Records
^^^^

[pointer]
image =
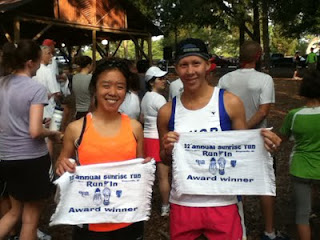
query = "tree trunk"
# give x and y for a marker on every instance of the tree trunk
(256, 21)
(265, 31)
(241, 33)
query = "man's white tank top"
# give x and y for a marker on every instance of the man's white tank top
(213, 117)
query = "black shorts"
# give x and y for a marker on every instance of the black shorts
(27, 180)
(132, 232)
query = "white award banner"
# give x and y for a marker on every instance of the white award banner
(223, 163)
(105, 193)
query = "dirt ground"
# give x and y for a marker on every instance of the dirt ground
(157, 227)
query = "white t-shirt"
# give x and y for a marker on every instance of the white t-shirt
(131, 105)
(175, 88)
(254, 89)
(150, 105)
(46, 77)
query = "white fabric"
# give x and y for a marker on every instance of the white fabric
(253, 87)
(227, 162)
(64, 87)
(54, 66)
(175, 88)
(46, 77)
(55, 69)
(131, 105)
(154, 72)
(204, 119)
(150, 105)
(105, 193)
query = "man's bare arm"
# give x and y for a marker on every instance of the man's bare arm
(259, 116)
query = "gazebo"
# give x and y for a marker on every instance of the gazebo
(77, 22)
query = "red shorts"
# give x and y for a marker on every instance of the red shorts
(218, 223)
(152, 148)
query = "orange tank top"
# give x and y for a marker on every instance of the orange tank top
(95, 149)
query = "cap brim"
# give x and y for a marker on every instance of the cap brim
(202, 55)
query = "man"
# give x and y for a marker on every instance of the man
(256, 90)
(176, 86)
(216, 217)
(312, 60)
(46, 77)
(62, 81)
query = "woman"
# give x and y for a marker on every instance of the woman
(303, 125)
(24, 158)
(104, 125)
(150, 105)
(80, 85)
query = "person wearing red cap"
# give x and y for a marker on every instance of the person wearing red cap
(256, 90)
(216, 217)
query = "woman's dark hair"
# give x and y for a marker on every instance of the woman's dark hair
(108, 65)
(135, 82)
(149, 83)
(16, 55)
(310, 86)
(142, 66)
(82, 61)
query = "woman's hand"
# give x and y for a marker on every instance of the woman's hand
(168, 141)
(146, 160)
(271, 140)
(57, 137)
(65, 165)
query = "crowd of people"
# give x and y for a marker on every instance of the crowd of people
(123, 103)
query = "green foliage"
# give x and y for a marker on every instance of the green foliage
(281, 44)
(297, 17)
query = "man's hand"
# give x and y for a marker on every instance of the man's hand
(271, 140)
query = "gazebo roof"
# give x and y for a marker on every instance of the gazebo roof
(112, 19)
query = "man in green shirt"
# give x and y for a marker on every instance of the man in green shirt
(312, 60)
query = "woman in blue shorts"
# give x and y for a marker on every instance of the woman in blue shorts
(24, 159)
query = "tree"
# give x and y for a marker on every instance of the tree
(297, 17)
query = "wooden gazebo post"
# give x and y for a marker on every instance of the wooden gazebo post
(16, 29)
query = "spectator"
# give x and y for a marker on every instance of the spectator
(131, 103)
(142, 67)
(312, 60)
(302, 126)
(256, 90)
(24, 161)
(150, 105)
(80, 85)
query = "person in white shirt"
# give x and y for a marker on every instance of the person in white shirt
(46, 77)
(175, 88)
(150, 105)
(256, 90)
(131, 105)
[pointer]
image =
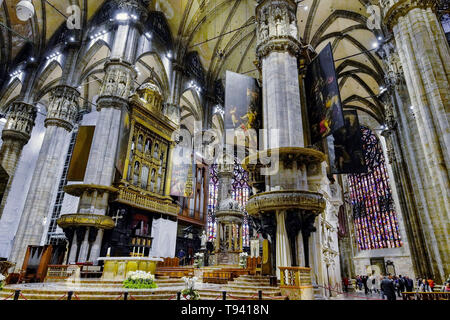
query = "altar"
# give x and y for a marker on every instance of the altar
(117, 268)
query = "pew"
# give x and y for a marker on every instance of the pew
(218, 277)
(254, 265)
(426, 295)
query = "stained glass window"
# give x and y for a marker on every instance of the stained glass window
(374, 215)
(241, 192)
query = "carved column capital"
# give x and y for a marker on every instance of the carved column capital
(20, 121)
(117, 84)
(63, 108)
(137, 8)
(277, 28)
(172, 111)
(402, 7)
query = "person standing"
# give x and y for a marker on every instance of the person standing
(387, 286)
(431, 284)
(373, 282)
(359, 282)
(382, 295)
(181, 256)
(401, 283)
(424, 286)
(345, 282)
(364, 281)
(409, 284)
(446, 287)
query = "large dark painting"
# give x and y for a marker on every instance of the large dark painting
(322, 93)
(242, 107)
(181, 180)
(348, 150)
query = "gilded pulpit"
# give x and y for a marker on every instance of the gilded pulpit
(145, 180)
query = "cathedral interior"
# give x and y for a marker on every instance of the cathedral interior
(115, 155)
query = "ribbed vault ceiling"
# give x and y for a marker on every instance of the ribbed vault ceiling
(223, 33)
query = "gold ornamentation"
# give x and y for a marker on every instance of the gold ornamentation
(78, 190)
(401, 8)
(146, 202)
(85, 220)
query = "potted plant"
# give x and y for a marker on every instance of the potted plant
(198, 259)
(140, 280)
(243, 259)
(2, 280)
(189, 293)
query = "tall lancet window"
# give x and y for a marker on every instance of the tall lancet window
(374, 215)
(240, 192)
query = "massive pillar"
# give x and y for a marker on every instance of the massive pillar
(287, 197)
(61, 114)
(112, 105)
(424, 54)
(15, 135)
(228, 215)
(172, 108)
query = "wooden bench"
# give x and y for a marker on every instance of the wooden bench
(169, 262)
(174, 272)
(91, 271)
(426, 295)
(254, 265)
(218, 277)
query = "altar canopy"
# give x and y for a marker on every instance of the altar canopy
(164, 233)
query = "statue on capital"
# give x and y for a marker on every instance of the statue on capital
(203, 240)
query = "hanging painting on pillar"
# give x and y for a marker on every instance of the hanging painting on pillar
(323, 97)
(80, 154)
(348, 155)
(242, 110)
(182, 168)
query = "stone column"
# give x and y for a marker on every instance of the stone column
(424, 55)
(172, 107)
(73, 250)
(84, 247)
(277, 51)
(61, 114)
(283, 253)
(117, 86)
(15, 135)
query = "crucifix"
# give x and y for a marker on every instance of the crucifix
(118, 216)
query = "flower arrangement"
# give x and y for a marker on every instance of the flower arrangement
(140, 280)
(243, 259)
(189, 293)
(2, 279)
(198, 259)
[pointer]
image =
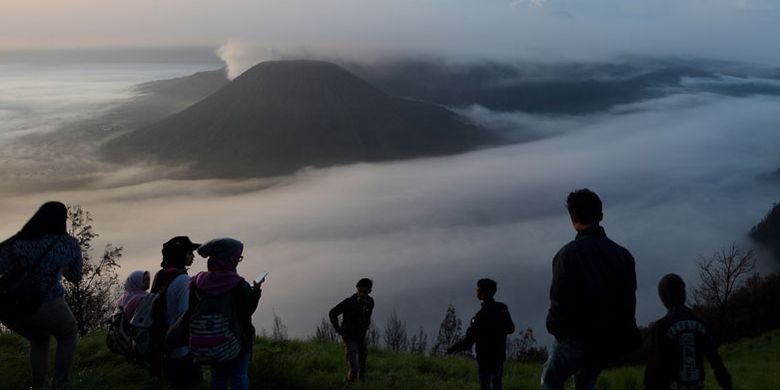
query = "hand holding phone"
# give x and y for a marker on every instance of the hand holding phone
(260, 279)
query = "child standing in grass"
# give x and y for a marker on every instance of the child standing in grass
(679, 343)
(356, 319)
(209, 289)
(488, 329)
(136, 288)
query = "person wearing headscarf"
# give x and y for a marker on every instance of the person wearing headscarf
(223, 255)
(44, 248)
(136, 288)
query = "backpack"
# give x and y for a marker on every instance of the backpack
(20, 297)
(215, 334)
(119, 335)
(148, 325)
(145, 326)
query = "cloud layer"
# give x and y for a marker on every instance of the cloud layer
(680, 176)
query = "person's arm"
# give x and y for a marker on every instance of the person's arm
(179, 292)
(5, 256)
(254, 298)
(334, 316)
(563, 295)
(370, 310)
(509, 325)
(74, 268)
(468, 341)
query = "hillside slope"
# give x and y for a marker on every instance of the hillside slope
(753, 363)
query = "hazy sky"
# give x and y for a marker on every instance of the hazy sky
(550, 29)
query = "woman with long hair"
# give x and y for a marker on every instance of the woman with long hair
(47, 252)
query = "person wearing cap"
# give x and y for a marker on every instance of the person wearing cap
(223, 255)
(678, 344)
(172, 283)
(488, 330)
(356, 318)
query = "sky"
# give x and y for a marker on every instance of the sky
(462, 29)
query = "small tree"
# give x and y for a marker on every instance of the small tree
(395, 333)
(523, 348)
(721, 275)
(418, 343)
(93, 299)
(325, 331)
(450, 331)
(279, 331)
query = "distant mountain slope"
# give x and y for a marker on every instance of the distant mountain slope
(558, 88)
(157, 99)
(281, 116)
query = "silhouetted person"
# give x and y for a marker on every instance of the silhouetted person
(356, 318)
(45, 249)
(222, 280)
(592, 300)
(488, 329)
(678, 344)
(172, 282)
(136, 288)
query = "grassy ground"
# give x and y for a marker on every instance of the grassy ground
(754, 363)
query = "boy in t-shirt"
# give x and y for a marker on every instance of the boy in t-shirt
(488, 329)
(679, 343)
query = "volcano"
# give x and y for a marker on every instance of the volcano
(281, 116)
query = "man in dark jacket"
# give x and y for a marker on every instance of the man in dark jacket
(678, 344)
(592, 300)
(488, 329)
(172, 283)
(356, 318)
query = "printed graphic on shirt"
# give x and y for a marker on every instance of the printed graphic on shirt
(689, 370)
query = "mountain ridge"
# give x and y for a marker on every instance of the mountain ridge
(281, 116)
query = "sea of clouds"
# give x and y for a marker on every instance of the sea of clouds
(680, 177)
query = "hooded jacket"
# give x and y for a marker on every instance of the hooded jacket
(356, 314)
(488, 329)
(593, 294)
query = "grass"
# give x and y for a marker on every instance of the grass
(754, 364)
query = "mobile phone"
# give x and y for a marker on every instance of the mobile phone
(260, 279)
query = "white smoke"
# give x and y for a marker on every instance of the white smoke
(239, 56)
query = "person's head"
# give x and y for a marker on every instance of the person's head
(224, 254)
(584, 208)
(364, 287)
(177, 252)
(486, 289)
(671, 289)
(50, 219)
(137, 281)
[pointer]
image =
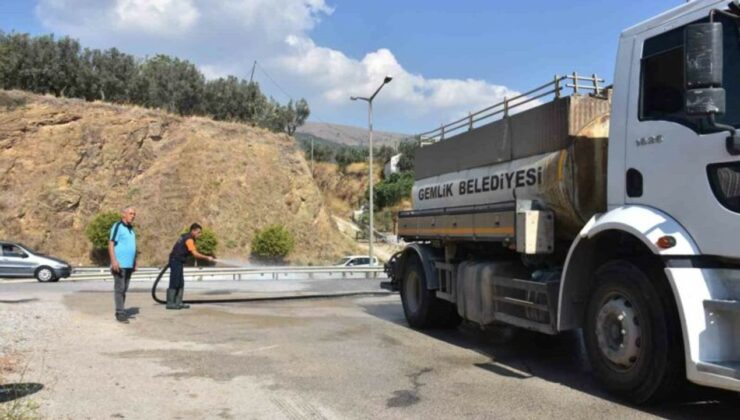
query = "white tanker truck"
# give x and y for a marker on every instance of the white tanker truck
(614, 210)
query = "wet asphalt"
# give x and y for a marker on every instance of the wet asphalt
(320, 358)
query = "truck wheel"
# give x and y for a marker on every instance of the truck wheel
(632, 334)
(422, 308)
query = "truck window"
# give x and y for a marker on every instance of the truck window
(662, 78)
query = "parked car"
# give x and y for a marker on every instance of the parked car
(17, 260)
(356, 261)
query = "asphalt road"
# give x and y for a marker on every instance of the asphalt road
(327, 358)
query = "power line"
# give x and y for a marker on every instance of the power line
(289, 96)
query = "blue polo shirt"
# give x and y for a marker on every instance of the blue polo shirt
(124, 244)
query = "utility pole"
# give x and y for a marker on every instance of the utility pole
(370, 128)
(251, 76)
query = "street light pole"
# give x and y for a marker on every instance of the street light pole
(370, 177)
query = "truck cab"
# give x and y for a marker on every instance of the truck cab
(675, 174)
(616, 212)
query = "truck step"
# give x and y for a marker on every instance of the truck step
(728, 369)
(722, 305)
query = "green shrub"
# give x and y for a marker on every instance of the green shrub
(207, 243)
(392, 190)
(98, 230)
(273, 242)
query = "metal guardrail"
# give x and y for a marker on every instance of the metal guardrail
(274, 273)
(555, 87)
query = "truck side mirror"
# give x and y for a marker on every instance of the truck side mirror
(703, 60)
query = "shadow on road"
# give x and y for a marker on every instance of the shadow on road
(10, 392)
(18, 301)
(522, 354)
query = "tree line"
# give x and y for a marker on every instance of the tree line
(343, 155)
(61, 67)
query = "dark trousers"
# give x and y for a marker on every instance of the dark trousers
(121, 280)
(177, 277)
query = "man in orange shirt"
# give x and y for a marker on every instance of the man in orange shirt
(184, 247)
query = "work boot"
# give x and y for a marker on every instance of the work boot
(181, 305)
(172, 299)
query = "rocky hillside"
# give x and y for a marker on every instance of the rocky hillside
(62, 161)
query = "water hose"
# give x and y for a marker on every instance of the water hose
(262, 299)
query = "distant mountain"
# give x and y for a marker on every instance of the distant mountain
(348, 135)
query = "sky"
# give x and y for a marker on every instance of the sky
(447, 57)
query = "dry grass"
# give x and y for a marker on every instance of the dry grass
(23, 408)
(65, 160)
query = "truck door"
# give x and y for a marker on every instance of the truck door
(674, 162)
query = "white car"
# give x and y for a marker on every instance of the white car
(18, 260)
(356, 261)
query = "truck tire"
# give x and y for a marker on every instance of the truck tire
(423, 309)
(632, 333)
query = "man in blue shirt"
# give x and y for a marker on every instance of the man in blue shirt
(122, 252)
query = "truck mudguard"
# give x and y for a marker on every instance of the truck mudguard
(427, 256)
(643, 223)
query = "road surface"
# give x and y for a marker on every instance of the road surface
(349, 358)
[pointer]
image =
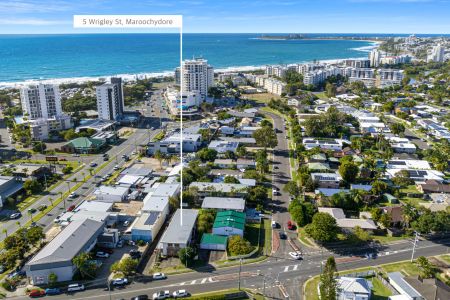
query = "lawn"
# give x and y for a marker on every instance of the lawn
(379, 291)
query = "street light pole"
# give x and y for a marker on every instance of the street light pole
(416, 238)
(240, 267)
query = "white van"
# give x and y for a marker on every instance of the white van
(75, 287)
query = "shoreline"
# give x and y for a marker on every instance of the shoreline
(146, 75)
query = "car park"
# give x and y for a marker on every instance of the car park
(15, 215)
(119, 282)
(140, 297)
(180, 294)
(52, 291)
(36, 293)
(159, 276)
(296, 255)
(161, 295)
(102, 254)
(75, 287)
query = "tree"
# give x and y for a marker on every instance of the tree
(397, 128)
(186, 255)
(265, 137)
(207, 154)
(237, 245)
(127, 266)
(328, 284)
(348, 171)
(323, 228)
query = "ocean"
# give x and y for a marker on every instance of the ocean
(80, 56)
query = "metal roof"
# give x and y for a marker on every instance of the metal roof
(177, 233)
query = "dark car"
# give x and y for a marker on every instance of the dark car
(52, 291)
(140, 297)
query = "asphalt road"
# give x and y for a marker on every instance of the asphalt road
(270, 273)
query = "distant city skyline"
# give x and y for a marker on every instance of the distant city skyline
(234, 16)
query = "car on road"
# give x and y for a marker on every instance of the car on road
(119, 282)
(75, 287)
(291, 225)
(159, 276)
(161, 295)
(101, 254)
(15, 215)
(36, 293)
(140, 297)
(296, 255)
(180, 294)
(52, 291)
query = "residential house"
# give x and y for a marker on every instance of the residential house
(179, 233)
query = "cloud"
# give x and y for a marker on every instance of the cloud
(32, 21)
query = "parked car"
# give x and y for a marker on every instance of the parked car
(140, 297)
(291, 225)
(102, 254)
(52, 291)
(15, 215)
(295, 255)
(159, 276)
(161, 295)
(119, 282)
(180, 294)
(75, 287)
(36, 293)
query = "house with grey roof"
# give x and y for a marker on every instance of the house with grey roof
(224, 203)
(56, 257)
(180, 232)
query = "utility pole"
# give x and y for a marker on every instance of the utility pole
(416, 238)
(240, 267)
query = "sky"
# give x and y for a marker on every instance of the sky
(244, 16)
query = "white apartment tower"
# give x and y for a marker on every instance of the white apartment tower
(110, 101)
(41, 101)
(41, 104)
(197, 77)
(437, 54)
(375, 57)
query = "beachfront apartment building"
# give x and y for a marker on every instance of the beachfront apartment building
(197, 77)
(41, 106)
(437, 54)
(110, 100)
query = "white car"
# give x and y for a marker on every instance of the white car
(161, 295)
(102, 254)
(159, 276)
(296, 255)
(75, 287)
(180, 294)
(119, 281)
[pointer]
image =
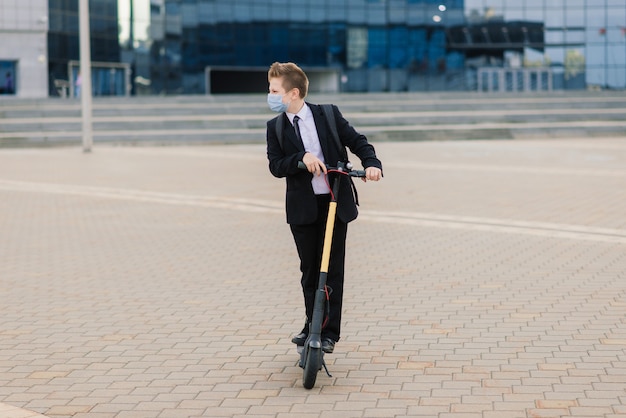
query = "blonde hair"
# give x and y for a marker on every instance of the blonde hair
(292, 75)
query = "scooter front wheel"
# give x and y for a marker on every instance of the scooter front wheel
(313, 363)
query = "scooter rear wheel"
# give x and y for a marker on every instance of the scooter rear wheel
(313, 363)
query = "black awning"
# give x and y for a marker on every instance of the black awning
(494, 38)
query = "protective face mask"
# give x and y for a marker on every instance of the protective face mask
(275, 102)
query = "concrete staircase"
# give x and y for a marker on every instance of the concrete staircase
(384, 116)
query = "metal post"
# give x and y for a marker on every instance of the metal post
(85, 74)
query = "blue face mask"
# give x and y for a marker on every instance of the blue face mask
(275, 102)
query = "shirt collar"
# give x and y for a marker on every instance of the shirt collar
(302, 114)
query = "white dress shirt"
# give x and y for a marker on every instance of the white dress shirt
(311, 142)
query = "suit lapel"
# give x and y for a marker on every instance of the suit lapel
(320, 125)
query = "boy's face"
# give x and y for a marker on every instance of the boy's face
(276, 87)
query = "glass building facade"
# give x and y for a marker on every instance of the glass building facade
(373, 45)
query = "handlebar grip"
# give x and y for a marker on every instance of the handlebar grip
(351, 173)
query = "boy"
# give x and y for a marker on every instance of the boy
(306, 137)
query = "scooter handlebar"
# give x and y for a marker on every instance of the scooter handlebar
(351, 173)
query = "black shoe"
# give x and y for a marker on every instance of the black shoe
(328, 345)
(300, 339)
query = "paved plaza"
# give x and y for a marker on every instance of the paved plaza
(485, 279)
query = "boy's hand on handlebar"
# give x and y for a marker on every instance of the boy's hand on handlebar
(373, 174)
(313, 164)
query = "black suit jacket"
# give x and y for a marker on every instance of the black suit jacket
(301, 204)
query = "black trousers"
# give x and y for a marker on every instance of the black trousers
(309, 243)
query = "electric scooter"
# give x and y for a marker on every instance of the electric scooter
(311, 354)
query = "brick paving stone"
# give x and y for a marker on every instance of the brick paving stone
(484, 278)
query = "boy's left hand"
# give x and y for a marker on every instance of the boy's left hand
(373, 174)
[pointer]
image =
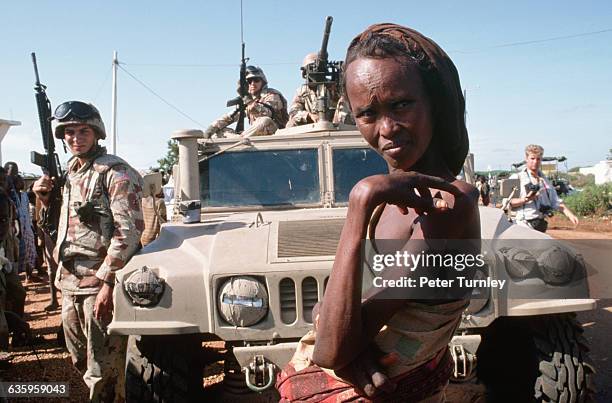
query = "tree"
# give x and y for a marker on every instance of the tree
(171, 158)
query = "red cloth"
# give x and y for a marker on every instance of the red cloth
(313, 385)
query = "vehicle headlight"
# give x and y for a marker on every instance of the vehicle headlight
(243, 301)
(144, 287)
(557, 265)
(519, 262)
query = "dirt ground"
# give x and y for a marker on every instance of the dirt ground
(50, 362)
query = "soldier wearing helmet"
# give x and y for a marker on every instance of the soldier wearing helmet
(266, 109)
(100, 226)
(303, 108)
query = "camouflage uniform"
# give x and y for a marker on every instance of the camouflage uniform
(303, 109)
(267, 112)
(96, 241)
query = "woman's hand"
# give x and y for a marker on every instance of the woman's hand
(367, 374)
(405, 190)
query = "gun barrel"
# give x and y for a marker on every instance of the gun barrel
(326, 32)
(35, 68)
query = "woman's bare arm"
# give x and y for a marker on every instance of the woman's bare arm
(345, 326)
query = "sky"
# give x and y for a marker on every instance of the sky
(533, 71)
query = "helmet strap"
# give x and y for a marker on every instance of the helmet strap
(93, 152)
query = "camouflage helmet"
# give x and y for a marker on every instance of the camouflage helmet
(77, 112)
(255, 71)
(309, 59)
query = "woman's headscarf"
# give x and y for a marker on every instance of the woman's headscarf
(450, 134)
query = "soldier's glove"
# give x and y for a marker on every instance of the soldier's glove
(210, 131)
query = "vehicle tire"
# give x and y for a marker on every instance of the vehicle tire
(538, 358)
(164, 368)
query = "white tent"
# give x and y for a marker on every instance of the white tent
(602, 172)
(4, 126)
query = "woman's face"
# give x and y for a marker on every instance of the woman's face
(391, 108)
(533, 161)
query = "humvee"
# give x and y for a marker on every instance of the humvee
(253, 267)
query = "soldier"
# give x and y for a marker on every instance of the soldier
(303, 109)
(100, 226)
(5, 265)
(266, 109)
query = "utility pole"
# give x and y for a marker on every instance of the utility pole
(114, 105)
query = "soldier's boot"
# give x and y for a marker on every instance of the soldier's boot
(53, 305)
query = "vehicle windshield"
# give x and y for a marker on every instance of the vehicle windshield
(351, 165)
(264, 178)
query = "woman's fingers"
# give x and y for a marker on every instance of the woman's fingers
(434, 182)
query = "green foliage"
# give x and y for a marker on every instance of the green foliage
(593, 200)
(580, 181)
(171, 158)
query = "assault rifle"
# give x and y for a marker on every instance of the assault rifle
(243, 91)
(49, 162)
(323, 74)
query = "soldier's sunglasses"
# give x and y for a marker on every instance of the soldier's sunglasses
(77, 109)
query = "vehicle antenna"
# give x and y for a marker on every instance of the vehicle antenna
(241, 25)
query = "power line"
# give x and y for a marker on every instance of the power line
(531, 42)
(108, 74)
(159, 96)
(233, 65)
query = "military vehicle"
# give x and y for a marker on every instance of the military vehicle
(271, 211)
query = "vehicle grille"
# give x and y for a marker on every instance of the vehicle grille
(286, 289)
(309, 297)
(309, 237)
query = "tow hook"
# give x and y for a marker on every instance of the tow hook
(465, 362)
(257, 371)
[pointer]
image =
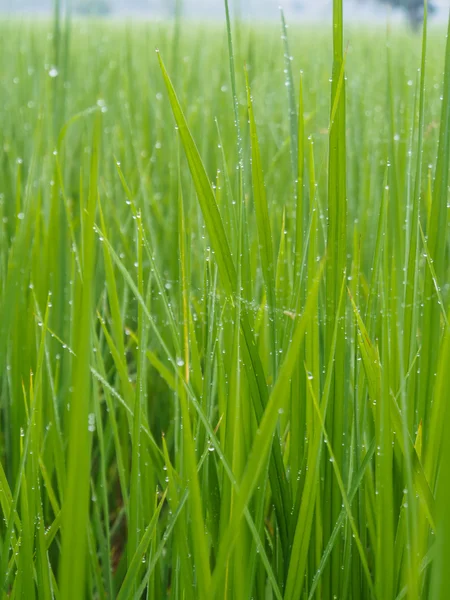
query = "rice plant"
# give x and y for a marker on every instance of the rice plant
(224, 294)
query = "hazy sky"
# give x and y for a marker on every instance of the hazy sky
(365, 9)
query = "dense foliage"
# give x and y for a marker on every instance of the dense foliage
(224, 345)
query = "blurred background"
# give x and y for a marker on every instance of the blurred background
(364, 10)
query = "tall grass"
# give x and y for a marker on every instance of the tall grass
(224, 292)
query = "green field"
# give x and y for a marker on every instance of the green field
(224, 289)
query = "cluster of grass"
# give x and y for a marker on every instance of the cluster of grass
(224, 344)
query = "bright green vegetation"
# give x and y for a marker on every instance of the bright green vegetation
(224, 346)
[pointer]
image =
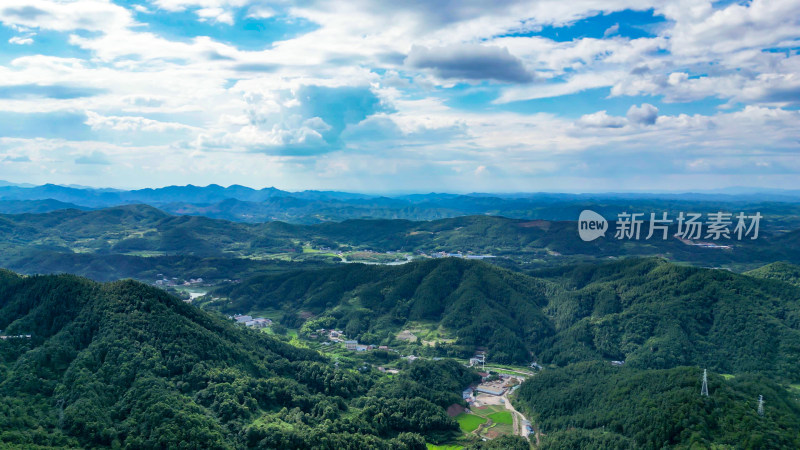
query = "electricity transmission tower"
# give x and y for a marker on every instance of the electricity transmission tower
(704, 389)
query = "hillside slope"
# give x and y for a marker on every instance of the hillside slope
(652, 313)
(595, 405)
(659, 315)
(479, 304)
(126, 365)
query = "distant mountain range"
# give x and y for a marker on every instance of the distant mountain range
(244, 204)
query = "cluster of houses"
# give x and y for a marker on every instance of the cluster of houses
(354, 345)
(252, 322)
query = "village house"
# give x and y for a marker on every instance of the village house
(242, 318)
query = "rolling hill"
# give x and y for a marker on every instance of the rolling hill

^^^^

**Problem requirements**
How many lines of the data above contain the word "lawn"? Reply with the number alone.

**Exercise result**
2